Task material:
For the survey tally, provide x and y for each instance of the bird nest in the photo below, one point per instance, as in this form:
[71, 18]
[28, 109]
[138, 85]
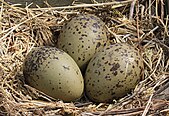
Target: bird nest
[143, 24]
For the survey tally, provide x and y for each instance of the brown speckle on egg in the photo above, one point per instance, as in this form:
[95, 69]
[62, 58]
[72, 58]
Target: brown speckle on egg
[53, 72]
[82, 36]
[115, 70]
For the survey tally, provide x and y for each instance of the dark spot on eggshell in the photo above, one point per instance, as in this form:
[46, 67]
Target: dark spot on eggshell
[88, 33]
[115, 71]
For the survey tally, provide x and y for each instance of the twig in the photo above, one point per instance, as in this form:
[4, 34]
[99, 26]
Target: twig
[84, 5]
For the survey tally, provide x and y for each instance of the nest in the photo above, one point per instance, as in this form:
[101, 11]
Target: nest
[142, 23]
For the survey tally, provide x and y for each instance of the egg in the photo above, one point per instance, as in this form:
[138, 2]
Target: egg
[81, 37]
[113, 72]
[53, 72]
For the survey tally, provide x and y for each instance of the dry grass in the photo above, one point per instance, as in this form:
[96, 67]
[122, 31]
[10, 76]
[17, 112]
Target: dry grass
[135, 22]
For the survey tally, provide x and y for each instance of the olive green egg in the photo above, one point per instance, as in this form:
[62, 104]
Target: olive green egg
[53, 72]
[81, 37]
[113, 72]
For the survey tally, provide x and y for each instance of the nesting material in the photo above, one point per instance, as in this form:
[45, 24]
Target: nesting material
[137, 23]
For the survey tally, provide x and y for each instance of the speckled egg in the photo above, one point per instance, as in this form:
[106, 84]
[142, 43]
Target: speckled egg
[53, 72]
[113, 72]
[81, 37]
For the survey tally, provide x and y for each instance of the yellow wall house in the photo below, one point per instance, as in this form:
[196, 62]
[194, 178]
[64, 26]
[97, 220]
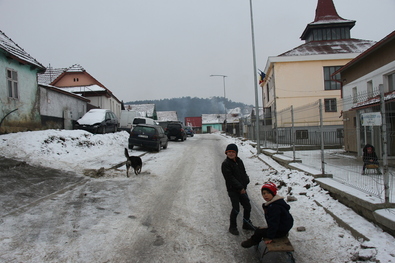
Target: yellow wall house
[302, 75]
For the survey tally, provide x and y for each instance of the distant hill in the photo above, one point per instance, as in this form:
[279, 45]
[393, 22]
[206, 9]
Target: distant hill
[193, 107]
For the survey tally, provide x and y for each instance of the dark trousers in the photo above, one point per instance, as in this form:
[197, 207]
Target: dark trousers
[262, 233]
[236, 199]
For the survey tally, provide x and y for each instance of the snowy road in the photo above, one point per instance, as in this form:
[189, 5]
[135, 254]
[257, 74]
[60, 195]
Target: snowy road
[176, 210]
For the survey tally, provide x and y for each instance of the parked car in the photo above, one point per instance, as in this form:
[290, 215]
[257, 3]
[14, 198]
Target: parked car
[126, 120]
[98, 121]
[189, 131]
[175, 131]
[143, 120]
[148, 136]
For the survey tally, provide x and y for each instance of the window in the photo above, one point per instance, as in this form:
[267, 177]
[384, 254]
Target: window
[329, 84]
[301, 134]
[330, 105]
[354, 95]
[370, 89]
[12, 83]
[391, 82]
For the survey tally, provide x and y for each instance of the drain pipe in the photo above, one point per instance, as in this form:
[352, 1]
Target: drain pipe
[7, 115]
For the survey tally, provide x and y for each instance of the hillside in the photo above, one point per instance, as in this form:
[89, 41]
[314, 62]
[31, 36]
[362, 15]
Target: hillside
[193, 107]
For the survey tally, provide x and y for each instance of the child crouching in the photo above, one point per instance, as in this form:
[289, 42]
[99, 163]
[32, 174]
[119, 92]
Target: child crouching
[279, 220]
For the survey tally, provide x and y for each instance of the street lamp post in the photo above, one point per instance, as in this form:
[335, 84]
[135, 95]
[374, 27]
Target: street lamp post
[223, 78]
[258, 146]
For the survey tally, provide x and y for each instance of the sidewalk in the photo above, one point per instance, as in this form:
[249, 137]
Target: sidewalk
[339, 165]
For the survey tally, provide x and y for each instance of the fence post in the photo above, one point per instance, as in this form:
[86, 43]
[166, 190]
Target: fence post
[384, 141]
[322, 138]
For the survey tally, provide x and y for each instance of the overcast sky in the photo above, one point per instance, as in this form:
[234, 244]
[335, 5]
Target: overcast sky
[157, 49]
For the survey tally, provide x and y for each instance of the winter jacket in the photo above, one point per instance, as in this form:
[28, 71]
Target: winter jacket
[235, 175]
[279, 220]
[369, 156]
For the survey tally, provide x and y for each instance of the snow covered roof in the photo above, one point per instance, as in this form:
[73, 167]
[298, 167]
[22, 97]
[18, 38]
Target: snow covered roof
[144, 109]
[167, 116]
[213, 118]
[330, 47]
[16, 52]
[66, 92]
[390, 96]
[50, 75]
[75, 68]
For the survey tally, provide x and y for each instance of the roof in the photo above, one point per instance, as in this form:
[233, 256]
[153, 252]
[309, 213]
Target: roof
[326, 16]
[375, 101]
[367, 52]
[62, 91]
[213, 118]
[90, 88]
[50, 75]
[167, 116]
[193, 121]
[330, 47]
[16, 52]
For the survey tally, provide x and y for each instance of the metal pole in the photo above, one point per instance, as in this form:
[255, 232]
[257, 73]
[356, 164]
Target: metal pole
[384, 140]
[258, 146]
[293, 132]
[322, 138]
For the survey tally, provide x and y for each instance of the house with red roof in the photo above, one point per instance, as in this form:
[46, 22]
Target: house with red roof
[19, 96]
[363, 80]
[302, 75]
[77, 80]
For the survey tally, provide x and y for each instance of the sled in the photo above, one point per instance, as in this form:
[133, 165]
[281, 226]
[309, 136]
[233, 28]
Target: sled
[279, 248]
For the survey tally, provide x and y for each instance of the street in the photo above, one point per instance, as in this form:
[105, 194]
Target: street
[145, 218]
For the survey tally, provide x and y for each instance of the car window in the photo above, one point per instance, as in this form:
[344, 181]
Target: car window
[145, 130]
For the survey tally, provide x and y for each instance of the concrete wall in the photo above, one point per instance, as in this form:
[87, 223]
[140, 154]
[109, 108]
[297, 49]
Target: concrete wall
[27, 116]
[58, 107]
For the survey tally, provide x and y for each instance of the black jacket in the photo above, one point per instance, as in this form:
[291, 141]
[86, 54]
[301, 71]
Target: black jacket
[235, 175]
[279, 220]
[369, 156]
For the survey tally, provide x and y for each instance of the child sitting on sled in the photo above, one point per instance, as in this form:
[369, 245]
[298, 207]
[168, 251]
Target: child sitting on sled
[279, 220]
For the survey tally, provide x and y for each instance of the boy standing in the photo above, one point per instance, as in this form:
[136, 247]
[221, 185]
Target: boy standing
[279, 220]
[236, 180]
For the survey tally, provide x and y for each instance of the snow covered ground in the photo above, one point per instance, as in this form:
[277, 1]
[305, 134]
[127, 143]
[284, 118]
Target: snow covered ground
[77, 151]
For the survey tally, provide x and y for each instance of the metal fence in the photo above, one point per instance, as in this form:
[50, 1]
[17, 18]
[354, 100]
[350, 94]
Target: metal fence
[318, 135]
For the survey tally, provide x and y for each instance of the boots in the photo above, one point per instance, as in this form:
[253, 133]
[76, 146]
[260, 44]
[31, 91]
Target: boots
[249, 243]
[234, 231]
[247, 225]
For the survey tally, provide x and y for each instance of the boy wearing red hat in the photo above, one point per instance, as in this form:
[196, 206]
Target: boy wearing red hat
[279, 220]
[236, 180]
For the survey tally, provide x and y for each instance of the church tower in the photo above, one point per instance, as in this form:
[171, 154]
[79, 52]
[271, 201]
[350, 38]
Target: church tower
[327, 25]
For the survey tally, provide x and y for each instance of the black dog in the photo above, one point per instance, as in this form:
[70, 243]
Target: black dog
[133, 161]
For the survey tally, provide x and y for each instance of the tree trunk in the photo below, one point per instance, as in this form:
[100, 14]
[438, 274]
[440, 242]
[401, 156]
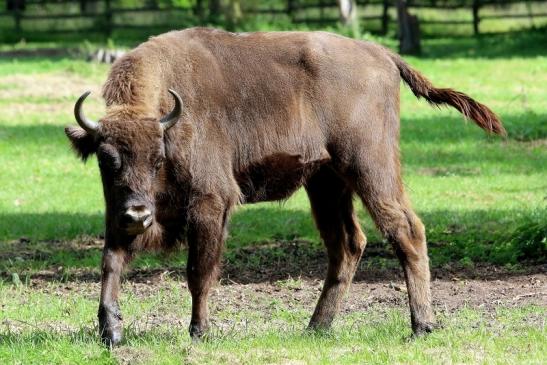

Required work: Gather every line of the records that contains the string "winter", and copy each one in full. Case counts.

Answer to this problem:
For the survey tally, provide x and y for each instance of the winter jacket in the photo above, one point per instance, as in this form:
Target: winter jacket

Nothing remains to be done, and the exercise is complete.